520/530/580.495 Microfabrication Lab

520.773 Advanced Topics in Fabrication and Microengineering

Final Project, Report and Class Presentation

PART I: Final Project and Report

Microfabrication; Energy, Materials and Environment

The purpose of the final project and report is  (i) to reinforce your understanding of  how your microfabricated device was constructed, and (ii) to investigate the broader impacts of microfabrication processes (economic and environmental).

You are allowed to discuss the paper with your fellow students BUT you must do the calculations and report on your own! Keep a tally and report the amount of time that you have worked on this final project and report.

Reading:

NATURE editorial, paper and support material for:

The 1.7 Kilogram Microchip: Energy and Material Use in The Production of Semiconductor Devices, E. D. Williams, R.U. Ayres, and M. Heller, Environmental Science and Technology, October 24th, 2002.

Question 1:  Do a critical review/summary  of the paper (1 page)

Question 2: Based on the information given in the paper and references therein AND your laboratory notes

i) Summarize your project work in a process flow diagram.

ii) Construct a diagram for your class project (similar to that shown in Figure 1 of the paper).

iii) Calculate the material amount for fabricating your chip (see Figure 2 of the paper).

iv) Calculate the energy costs for production and use for your chip (see Figure 3 of the paper).

The report, including figures, should be no longer than 5 single space typeset pages long. Use an excel spreadsheet to do the calculations. Submit a hardcopy printed  AND electronic versions of your report as well supporting data (excel spreadsheet) on a diskette.

Written project report due: 5.00 p.m. 12/6/2004: ECE office,  Barton Hall 105.

PART II  Class Presentation

In this course we are learning the basis of fabrication technologies within a context of a laboratory that has limited scope and facilities. We have a contact mask aligner, a photoresist spinner, an oxidation furnace, and a thermal evaporator as well as basic chemical setups for wet etching. However we need to broaden our horizons about what is possible to do and what others are doing. The following six papers discuss  both processing improvements in fabrication  and integration  as well as different devices with applications in biology/medicine.

  1. Microscope Projection Photolithography for Rapid Prototyping of Masters with Micron-Scale Features for Use in Soft Lithography (Langmuir, 2001, v17, p6005)
  2. Components for integratedpoly(dimentylsiloxane) microfluidic systems, (Electrophoresis, vol. 23, pp. 3461–3473, Oct.2002).
  3. Separation of Long DNA Molecules in a Microfabricated Entropic Trap Array (Science, 2000, v288, p1026)
  4. Chemical Amplification: Continuous-Flow PCR on a Chip (Science, 1998, v280, p1046)

**MATERIAL SUPPLIED:**

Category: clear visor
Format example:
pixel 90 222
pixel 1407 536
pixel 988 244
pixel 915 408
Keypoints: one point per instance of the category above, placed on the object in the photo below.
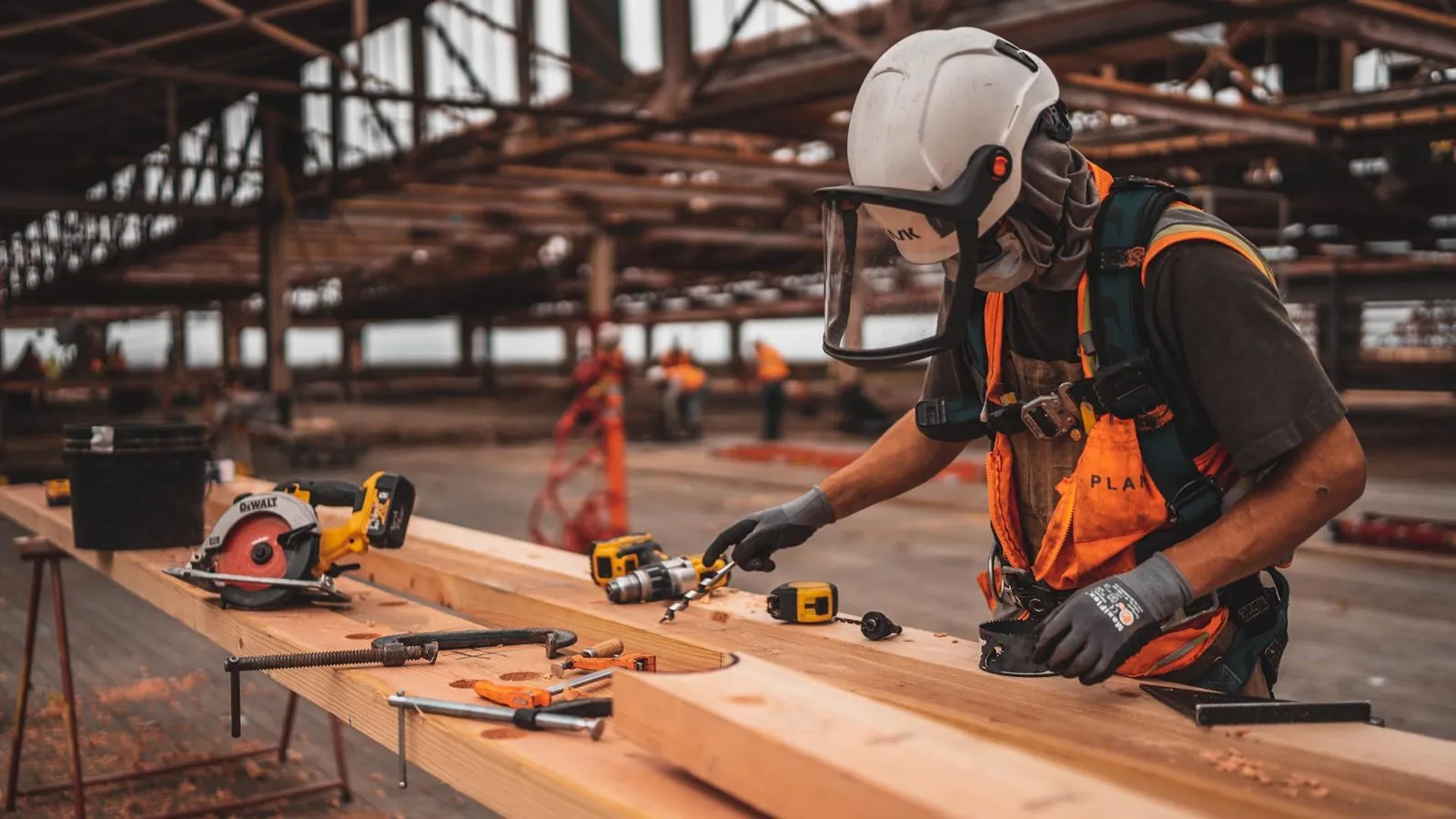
pixel 885 276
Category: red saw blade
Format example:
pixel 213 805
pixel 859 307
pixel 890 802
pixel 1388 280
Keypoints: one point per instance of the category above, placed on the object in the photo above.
pixel 237 555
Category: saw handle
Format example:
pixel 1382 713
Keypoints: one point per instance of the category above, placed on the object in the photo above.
pixel 327 493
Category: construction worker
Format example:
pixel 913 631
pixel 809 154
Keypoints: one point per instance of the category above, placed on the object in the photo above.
pixel 682 397
pixel 608 366
pixel 772 373
pixel 1126 353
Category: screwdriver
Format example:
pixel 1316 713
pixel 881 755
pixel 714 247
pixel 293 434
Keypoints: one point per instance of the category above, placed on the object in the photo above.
pixel 701 591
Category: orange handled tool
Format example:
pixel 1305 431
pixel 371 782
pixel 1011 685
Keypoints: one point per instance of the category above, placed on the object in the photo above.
pixel 529 695
pixel 635 661
pixel 513 695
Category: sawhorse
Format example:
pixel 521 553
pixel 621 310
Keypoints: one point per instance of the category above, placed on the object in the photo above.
pixel 41 554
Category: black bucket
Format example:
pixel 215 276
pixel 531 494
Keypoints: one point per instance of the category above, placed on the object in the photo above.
pixel 136 486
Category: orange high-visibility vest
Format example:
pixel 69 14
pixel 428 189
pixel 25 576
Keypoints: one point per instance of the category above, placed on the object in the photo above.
pixel 1096 523
pixel 771 365
pixel 689 376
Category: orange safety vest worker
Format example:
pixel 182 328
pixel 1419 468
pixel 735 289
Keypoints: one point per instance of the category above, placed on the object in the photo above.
pixel 1111 503
pixel 771 365
pixel 689 376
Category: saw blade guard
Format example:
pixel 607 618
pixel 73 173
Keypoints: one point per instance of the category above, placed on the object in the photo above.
pixel 261 537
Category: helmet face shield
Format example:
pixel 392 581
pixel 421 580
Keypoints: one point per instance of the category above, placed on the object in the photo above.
pixel 892 286
pixel 875 299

**TASK OBJECTIVE:**
Answer from the project handout:
(a) How long may the report be, including figures?
(b) When and where is the written project report due?
(c) Which equipment does the handout list for the lab, apart from the basic chemical setups for wet etching?
The entries come from a separate source, not from the project handout.

**YOUR SOLUTION:**
(a) No longer than 5 single-space typeset pages.
(b) At 5.00 p.m. on 12/6/2004, at the ECE office, Barton Hall 105.
(c) A contact mask aligner, a photoresist spinner, an oxidation furnace, and a thermal evaporator.